**Task instructions:** Show every line from the rows below that contains the word "mountain", copying each one in full.

**Excerpted data:**
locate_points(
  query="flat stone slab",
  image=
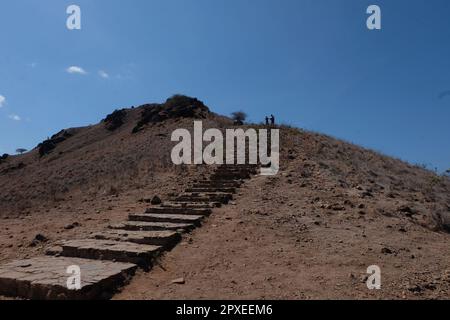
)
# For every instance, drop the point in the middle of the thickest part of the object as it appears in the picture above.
(180, 210)
(166, 239)
(45, 278)
(152, 226)
(197, 199)
(139, 254)
(198, 205)
(171, 218)
(211, 190)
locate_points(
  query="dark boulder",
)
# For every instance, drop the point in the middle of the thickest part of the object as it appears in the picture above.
(115, 120)
(178, 106)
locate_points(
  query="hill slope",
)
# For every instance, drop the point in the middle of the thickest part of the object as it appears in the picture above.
(333, 210)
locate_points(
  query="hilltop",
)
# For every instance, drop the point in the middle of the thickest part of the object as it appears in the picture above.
(309, 232)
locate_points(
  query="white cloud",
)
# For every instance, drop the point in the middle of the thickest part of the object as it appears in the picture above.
(14, 117)
(103, 74)
(76, 70)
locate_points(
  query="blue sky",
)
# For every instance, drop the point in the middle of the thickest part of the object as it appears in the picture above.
(313, 63)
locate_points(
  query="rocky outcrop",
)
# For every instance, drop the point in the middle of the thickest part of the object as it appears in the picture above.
(178, 106)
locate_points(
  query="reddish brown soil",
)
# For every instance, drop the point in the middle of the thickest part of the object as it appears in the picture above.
(308, 233)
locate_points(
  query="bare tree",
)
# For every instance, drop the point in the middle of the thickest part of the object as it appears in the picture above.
(239, 117)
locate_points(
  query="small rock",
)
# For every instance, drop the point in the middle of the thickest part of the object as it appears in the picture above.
(156, 200)
(179, 281)
(72, 226)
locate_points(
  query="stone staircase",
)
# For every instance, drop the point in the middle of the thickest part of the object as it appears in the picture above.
(109, 259)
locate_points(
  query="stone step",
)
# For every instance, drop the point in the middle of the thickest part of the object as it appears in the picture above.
(229, 177)
(139, 254)
(172, 218)
(200, 205)
(45, 278)
(215, 196)
(165, 239)
(153, 226)
(196, 199)
(229, 183)
(179, 210)
(211, 190)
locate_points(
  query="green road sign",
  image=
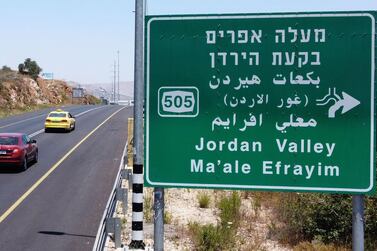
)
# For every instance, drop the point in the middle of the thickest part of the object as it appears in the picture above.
(269, 102)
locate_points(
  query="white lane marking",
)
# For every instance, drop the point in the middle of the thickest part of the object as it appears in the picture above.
(78, 115)
(82, 113)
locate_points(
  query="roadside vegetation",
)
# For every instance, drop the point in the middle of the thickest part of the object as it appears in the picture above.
(211, 237)
(23, 91)
(310, 221)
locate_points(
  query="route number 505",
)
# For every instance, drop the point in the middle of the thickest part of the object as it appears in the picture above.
(178, 101)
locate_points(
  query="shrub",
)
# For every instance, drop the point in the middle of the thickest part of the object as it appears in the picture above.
(6, 68)
(222, 236)
(207, 237)
(204, 200)
(30, 67)
(322, 217)
(230, 210)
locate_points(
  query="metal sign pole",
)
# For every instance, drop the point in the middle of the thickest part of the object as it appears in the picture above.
(137, 241)
(358, 222)
(159, 205)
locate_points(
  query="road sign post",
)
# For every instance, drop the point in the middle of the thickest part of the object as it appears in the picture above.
(279, 102)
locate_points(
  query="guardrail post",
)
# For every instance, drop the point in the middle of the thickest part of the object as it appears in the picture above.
(122, 196)
(113, 226)
(127, 174)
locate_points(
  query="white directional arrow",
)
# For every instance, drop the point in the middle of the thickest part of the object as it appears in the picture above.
(348, 102)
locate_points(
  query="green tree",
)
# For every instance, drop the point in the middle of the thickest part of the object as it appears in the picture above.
(30, 67)
(6, 68)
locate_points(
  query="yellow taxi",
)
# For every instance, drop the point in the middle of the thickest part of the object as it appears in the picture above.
(60, 119)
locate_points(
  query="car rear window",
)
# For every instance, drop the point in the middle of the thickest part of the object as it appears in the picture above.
(8, 140)
(57, 115)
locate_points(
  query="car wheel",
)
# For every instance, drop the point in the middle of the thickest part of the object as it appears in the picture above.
(35, 160)
(24, 164)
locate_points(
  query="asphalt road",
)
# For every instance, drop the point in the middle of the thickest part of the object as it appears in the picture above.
(61, 210)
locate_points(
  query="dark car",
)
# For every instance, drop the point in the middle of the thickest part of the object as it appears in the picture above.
(17, 149)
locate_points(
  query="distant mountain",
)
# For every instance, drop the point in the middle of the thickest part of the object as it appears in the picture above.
(126, 89)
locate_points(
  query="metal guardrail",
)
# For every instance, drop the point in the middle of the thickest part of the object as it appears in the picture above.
(101, 236)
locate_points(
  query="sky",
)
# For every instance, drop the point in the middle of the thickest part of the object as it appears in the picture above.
(78, 40)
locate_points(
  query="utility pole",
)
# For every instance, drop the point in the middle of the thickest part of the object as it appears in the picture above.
(137, 241)
(118, 77)
(114, 83)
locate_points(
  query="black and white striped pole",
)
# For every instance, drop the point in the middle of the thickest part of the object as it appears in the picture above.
(137, 241)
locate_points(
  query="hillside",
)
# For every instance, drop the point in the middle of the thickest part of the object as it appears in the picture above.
(19, 91)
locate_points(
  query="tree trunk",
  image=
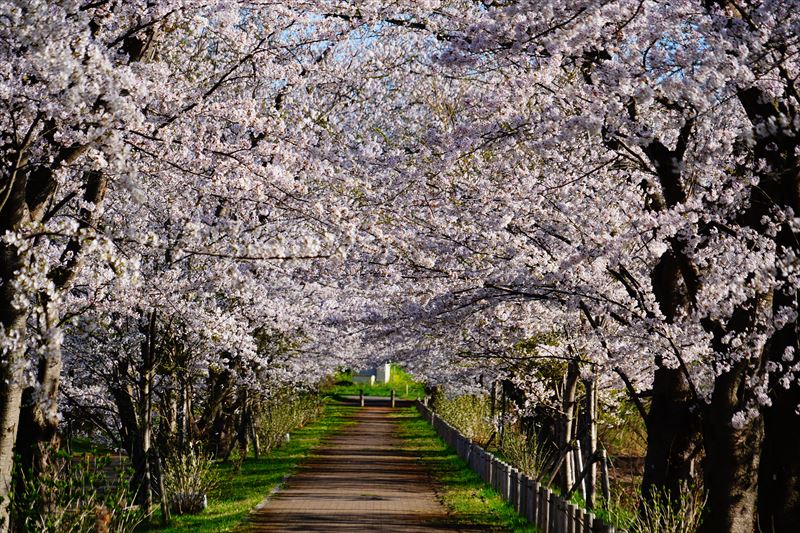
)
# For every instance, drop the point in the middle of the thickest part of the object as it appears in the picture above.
(14, 212)
(590, 439)
(732, 458)
(672, 434)
(567, 478)
(779, 473)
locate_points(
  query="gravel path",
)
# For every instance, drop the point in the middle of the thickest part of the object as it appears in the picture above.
(359, 480)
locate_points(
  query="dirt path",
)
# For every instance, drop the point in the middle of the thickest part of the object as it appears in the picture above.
(360, 480)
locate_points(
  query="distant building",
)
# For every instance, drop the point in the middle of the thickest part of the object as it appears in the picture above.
(380, 374)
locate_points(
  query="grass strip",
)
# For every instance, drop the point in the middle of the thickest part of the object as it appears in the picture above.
(241, 491)
(470, 501)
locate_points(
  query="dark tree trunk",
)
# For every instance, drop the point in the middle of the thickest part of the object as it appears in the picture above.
(779, 475)
(732, 457)
(673, 431)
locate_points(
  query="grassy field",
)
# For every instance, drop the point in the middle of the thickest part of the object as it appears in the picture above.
(461, 490)
(399, 380)
(240, 491)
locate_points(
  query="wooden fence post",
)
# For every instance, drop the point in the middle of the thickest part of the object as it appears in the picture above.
(604, 476)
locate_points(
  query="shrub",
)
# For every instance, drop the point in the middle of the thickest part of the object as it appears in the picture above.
(188, 478)
(660, 515)
(528, 453)
(75, 494)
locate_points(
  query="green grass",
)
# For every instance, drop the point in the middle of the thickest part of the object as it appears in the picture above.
(465, 495)
(240, 491)
(399, 380)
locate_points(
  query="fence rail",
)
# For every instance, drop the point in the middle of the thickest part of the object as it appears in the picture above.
(546, 510)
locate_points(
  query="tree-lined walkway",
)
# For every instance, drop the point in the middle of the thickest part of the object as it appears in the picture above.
(360, 480)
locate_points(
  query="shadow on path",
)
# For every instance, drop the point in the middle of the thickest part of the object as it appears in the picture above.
(359, 480)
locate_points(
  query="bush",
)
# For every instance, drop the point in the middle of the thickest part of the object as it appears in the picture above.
(282, 415)
(528, 453)
(75, 495)
(188, 478)
(469, 414)
(660, 515)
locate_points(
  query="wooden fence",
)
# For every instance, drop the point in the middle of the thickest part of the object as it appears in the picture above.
(546, 510)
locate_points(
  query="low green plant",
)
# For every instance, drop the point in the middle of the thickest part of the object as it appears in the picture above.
(467, 498)
(529, 453)
(189, 477)
(471, 415)
(284, 414)
(75, 494)
(663, 514)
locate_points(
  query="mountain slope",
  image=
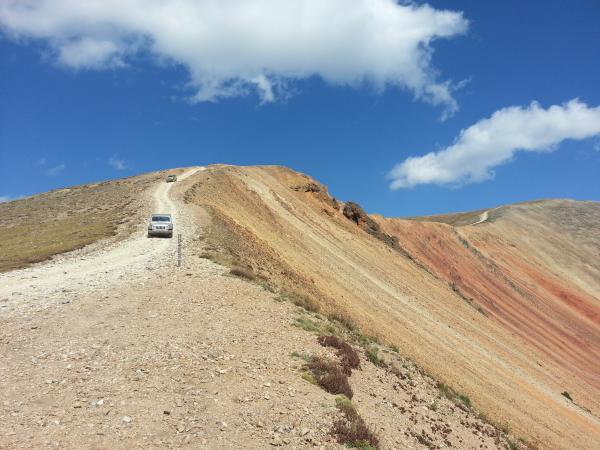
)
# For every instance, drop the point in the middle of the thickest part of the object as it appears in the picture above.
(504, 311)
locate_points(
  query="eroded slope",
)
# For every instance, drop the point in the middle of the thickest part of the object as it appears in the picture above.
(443, 295)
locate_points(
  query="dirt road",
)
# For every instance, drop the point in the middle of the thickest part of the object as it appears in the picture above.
(100, 266)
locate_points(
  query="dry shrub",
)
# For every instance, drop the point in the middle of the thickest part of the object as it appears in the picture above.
(243, 272)
(347, 354)
(330, 376)
(351, 429)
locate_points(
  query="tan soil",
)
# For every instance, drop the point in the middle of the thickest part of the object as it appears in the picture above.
(513, 361)
(149, 355)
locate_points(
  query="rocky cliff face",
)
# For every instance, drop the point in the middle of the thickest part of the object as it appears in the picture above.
(506, 311)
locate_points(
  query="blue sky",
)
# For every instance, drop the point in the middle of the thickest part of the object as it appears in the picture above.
(66, 120)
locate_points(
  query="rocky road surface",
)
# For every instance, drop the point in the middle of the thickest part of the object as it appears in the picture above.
(100, 266)
(122, 349)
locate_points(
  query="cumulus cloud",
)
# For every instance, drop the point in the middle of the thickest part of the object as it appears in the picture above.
(53, 171)
(116, 163)
(234, 47)
(495, 140)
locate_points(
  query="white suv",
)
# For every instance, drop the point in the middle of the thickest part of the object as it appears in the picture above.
(160, 225)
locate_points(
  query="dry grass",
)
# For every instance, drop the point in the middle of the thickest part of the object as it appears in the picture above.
(36, 228)
(26, 244)
(348, 356)
(351, 430)
(243, 272)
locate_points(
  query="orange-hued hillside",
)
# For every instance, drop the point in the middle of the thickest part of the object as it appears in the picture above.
(502, 305)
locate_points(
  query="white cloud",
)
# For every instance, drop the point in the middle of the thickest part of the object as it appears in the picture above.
(494, 141)
(116, 163)
(234, 47)
(53, 171)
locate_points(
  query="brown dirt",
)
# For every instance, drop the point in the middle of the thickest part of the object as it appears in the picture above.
(196, 358)
(36, 228)
(442, 299)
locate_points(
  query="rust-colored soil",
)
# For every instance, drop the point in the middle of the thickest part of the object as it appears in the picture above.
(505, 311)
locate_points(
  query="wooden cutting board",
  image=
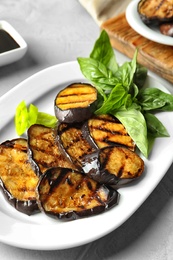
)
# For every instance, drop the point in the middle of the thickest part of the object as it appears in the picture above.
(156, 57)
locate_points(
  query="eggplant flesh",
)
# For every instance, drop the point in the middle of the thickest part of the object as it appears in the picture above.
(106, 130)
(43, 150)
(167, 29)
(17, 179)
(75, 103)
(114, 166)
(155, 11)
(73, 143)
(69, 194)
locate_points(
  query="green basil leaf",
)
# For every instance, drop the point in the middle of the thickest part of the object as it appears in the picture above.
(21, 118)
(114, 101)
(155, 99)
(46, 119)
(32, 115)
(135, 124)
(104, 53)
(140, 76)
(155, 127)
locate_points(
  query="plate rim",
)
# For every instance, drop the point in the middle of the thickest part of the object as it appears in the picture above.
(22, 225)
(136, 23)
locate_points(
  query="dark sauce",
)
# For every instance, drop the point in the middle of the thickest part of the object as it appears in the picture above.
(7, 43)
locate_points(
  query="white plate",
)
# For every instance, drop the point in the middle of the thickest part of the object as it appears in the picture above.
(151, 33)
(15, 54)
(42, 232)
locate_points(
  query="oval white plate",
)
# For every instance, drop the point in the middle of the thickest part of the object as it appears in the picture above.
(42, 232)
(151, 33)
(15, 54)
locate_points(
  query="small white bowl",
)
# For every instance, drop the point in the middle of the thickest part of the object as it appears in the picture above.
(12, 55)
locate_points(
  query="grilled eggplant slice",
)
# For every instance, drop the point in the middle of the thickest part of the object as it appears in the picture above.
(43, 151)
(68, 194)
(166, 29)
(17, 179)
(155, 11)
(107, 130)
(114, 166)
(75, 103)
(73, 143)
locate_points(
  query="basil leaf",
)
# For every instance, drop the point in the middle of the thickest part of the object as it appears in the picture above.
(104, 53)
(114, 101)
(97, 73)
(126, 72)
(46, 119)
(155, 127)
(140, 76)
(25, 117)
(21, 118)
(155, 99)
(135, 124)
(32, 115)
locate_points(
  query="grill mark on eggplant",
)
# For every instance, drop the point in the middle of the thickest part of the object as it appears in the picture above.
(114, 166)
(17, 179)
(75, 103)
(73, 142)
(155, 11)
(82, 197)
(43, 150)
(107, 131)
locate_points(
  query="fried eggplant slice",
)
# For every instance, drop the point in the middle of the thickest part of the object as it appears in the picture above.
(17, 179)
(114, 166)
(155, 11)
(166, 29)
(75, 103)
(68, 194)
(43, 151)
(73, 143)
(107, 130)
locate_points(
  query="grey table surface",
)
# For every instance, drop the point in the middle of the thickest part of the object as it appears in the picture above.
(59, 31)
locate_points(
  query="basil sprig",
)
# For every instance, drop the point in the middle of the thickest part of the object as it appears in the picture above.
(122, 93)
(27, 116)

**Answer to the exercise:**
  query="distant mountain",
  query="mountain slope",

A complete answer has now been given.